**Instructions for the task**
Take the line that contains "Drop a marker on the black" as the first line and the last line of the material below as the final one; reproduce exactly the lines between, inclusive.

━━━

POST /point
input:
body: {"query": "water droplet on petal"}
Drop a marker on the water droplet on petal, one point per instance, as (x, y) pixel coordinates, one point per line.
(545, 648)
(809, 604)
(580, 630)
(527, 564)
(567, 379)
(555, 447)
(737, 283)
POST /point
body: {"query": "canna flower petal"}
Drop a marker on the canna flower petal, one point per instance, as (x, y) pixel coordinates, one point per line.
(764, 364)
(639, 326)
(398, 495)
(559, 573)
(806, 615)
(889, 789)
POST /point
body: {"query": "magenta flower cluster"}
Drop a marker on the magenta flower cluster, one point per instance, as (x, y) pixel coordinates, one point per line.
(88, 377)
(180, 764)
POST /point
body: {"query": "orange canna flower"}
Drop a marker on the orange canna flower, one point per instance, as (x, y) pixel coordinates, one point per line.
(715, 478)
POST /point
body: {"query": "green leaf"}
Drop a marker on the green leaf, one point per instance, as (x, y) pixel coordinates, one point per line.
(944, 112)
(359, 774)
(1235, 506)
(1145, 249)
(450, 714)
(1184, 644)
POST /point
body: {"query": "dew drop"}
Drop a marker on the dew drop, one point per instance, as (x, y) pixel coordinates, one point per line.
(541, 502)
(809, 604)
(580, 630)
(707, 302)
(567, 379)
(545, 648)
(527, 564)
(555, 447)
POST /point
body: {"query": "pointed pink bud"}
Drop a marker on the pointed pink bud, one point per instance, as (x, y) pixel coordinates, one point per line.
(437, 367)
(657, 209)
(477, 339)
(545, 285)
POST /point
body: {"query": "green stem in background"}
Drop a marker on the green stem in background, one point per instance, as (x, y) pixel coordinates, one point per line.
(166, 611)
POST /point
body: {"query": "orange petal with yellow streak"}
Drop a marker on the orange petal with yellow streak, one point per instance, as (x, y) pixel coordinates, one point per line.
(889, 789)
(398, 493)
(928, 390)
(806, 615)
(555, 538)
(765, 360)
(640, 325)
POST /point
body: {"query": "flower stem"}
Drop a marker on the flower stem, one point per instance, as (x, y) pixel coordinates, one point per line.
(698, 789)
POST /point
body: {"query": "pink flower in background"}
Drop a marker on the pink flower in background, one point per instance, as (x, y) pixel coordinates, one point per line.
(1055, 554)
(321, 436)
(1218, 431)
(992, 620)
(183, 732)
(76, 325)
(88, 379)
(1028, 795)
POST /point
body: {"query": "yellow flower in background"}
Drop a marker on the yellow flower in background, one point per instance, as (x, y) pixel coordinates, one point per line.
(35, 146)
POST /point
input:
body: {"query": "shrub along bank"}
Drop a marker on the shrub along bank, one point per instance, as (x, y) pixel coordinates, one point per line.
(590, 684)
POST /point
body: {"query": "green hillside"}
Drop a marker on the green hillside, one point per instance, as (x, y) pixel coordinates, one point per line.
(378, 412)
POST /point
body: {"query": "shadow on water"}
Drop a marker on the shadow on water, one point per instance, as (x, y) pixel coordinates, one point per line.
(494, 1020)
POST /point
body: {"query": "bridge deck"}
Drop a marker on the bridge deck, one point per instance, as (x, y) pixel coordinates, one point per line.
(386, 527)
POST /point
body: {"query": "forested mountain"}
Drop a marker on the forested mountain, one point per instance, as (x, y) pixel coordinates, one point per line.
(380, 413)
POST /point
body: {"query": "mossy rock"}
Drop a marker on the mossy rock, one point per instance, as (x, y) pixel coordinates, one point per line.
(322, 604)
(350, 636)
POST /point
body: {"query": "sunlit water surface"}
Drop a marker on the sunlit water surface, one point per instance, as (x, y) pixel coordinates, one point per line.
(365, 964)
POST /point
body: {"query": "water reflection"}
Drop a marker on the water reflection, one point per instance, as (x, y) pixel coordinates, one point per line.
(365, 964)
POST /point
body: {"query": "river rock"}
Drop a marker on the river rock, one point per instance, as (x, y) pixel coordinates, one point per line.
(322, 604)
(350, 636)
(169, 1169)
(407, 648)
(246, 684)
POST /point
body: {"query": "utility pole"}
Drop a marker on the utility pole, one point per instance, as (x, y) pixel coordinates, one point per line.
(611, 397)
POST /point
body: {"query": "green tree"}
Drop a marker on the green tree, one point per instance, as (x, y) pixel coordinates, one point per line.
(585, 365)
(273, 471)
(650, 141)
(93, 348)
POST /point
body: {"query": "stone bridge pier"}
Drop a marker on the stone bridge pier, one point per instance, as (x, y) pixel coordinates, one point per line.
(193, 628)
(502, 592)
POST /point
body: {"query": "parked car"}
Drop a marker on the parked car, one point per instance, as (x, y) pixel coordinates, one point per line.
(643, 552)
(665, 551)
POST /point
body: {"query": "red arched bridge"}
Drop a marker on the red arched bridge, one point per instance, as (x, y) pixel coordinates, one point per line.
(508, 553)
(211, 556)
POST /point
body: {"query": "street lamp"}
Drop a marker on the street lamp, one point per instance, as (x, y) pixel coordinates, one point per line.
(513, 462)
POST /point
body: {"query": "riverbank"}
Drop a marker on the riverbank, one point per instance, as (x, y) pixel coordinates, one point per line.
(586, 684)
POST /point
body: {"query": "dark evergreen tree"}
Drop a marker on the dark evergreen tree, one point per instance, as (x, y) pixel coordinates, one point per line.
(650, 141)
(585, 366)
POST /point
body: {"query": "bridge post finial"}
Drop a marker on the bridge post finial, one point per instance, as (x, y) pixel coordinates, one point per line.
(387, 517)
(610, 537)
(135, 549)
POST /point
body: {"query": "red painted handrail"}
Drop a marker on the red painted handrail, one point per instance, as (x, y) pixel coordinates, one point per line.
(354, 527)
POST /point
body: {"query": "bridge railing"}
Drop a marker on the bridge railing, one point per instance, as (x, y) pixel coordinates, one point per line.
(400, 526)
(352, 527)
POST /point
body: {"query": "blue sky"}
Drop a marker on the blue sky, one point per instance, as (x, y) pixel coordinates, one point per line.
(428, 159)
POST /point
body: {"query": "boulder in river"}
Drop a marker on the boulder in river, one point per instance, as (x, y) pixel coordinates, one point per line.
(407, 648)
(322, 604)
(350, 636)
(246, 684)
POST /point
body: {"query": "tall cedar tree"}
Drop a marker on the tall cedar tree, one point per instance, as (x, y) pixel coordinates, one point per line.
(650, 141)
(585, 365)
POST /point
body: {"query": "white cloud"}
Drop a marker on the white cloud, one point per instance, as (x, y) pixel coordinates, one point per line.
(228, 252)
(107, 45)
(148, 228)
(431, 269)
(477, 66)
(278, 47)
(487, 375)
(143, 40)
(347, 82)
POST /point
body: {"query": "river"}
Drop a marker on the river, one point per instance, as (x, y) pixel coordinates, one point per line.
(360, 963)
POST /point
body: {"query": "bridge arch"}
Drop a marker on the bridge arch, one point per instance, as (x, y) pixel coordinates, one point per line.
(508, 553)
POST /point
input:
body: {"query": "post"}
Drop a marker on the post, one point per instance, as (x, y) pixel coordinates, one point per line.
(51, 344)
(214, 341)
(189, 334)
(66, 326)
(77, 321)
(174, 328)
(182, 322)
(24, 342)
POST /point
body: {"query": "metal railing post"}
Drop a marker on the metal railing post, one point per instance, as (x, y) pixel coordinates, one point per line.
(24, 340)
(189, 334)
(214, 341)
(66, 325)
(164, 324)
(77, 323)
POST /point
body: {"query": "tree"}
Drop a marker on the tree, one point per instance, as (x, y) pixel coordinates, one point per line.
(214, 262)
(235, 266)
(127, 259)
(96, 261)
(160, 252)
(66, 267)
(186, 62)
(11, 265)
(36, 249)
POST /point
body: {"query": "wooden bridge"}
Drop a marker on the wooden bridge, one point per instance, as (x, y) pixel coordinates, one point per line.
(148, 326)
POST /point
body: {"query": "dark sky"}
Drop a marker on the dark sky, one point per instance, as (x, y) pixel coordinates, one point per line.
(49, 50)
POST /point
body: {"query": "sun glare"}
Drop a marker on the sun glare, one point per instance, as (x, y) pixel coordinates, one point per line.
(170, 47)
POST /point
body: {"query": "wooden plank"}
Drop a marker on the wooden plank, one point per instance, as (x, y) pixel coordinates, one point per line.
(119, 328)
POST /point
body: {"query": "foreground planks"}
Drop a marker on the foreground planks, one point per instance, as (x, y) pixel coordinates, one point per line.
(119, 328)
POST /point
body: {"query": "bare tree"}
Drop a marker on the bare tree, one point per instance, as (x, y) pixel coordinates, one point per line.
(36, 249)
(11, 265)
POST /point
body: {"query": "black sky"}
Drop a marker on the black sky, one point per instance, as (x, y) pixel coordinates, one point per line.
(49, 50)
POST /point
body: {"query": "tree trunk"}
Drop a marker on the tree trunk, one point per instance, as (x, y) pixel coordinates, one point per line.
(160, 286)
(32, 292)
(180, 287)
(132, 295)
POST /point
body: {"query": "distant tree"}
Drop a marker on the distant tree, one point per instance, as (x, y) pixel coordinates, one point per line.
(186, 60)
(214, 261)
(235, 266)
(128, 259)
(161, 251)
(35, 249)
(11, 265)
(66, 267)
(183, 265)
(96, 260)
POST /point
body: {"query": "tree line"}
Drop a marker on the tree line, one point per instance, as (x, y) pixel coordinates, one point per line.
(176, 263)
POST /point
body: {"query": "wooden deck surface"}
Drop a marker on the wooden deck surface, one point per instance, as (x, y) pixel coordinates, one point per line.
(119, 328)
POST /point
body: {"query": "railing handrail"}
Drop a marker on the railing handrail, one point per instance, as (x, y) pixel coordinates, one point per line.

━━━

**Response to this task**
Drop a marker on the black sky, one point per instance, as (x, y) pixel coordinates, one point per line.
(49, 50)
POST /point
body: {"query": "tree trunk"}
Drop a marker on the tree trunk, one point per instance, as (x, y) pixel coordinates, one point per line.
(160, 286)
(32, 292)
(180, 287)
(132, 295)
POST /point
body: {"query": "distant tree"}
Drop a marker on the distant tree, one point per instance, as (x, y) pixel coordinates, one point per line.
(186, 60)
(214, 261)
(235, 266)
(128, 259)
(161, 251)
(35, 249)
(11, 265)
(66, 267)
(183, 265)
(96, 260)
POST /point
body: {"query": "tree line"}
Drop a marker on the tree line, one point per instance, as (x, y) pixel coordinates, one point per line.
(176, 263)
POST /point
body: {"query": "wooden deck surface"}
Drop a marker on the wooden deck surface, one point per instance, as (x, y) pixel coordinates, one point per line.
(119, 328)
POST /point
body: {"query": "railing handrail"}
Drop a marker on the railing handrail, one point per instance, as (x, y) pixel coordinates, one point per line.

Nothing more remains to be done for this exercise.